#### [Passage]
*****

# Model tuning

In [None]:
import numpy as np
import pandas as pd
import pickle
from sklearn.ensemble import RandomForestClassifier
from sklearn.model_selection import RandomizedSearchCV
from sklearn.model_selection import train_test_split, GridSearchCV
from sklearn.metrics import make_scorer, recall_score, accuracy_score, precision_score


## perform broad random search to then fine tune with grid

In [None]:
#load initial cleaned data
df=pd.read_csv(r"..\data\processed\prelim_clean2.csv", index_col=[0])

res_features = pickle.load(open('../models/01final_features_res.sav', 'rb'))
subset=df[df.columns.intersection(res_features)]


In [None]:
#for demo
# X_train, X_test = train_test_split(df,test_size=0.1, random_state=1)
# result_NaN = X_test.mask(np.random.random(X_test.shape)<0.005)
# result_NaN.to_csv('../data/processed/test.csv', index=False)
# X_test.target==1

In [None]:
X_train, X_test, y_train, y_test = train_test_split(subset, df['target'], test_size=0.3, random_state=1)

In [None]:
base_model = RandomForestClassifier(random_state = 1)
base_model.fit(X_train, y_train)
y_pred = base_model.predict(X_test)
print(base_model.score(X_test, y_test))
print(precision_score(y_test,y_pred))
print(recall_score(y_test,y_pred))

In [None]:
# Number of trees in random forest
n_estimators = [int(x) for x in np.linspace(start = 200, stop = 2000, num = 10)]
# Number of features to consider at every split
max_features = ['log2', 'sqrt']
# Maximum number of levels in tree
max_depth = [int(x) for x in np.linspace(10, 110, num = 11)]
max_depth.append(None)
# Minimum number of samples required to split a node
min_samples_split = [2, 5, 10]
# Minimum number of samples required at each leaf node
min_samples_leaf = [1, 2, 4]
# Method of selecting samples for training each tree
bootstrap = [True, False]
# Create the random grid
random_grid = {'n_estimators': n_estimators,
               'max_features': max_features,
               'max_depth': max_depth,
               'min_samples_split': min_samples_split,
               'min_samples_leaf': min_samples_leaf,
               'bootstrap': bootstrap}

In [None]:
# Use the random grid to search for best hyperparameters
# First create the base model to tune
rf = RandomForestClassifier()

*****

[Dataset excerpts on object pointing]
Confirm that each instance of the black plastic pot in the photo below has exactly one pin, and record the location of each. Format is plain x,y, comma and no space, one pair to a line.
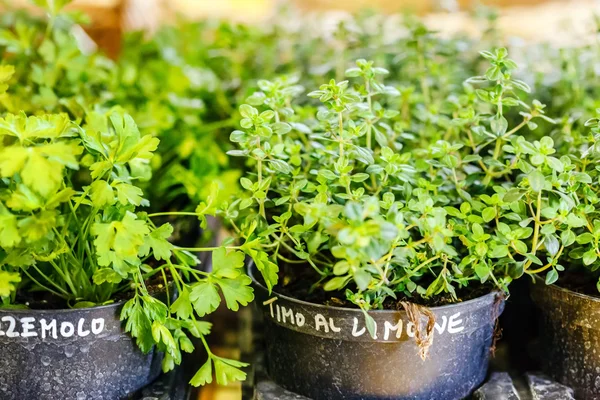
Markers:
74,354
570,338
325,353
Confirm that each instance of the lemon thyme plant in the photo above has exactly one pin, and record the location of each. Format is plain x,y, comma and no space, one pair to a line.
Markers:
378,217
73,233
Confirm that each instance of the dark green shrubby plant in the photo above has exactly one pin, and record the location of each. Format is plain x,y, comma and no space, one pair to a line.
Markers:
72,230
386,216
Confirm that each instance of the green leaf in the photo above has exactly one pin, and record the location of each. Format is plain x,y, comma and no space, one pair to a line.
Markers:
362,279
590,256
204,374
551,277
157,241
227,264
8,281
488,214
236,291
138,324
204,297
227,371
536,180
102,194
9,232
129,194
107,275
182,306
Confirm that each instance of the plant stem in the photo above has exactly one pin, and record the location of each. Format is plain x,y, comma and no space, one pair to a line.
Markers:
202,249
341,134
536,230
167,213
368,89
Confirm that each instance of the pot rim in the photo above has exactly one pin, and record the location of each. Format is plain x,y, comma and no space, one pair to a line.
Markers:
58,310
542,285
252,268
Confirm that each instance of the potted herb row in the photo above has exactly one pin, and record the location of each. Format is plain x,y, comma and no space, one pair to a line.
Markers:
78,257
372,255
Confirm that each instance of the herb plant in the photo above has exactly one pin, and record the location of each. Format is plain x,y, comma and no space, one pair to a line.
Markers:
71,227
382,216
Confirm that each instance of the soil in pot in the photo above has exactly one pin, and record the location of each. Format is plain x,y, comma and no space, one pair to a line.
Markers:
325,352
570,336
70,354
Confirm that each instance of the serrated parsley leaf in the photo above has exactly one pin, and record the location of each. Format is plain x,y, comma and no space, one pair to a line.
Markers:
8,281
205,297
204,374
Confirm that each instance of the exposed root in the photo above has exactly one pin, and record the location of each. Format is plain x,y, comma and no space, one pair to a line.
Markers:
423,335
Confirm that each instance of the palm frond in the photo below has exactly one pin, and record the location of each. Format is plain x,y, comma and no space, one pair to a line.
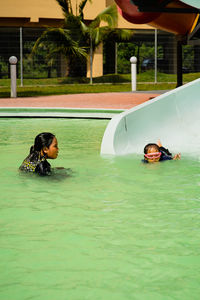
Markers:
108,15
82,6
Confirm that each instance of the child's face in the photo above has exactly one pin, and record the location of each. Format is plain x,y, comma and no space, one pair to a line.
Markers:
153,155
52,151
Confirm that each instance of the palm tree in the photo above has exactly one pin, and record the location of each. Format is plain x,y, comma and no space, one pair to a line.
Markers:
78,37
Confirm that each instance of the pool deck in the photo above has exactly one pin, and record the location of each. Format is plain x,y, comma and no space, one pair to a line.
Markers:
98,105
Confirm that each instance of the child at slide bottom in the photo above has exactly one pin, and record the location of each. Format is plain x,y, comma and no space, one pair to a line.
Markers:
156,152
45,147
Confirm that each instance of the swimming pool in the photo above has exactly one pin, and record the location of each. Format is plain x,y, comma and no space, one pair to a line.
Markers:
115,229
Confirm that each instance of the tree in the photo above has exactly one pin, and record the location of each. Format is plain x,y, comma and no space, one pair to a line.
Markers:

*****

#### [Complete the following]
1) In the model tuning notebook, what value of test_size is passed to train_test_split when subset and df['target'] are split?
2) Which keys does the model tuning notebook place in the dictionary named random_grid?

#### [Expected outputs]
1) 0.3

2) n_estimators, max_features, max_depth, min_samples_split, min_samples_leaf, bootstrap